(Written task) Return every line of the items below that contains the string "point", treating uppercase and lowercase as different.

(Data section)
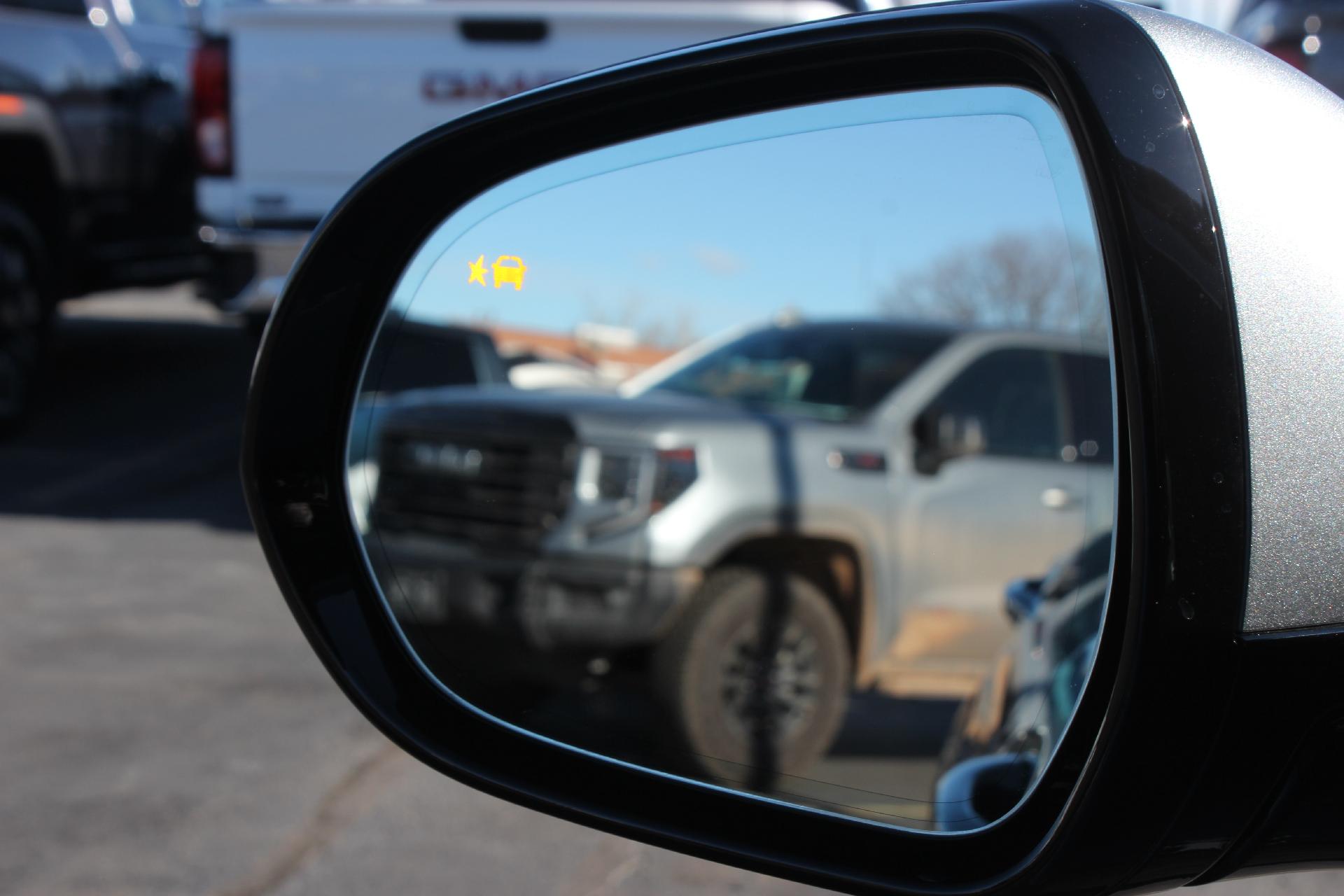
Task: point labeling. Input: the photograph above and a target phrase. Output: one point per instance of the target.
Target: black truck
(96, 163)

* * *

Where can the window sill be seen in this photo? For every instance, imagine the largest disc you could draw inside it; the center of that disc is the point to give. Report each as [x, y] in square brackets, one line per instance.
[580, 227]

(Reply to the exercise)
Task: point labeling. Input: the photograph above and a target phrase. Output: one point per instance of the target.
Where can the window sill be seen in this photo? For every instance, imagine the largest disc you could draw inside it; the center of that disc is the point to give. Report each as [x, y] in square brackets, one line per instance.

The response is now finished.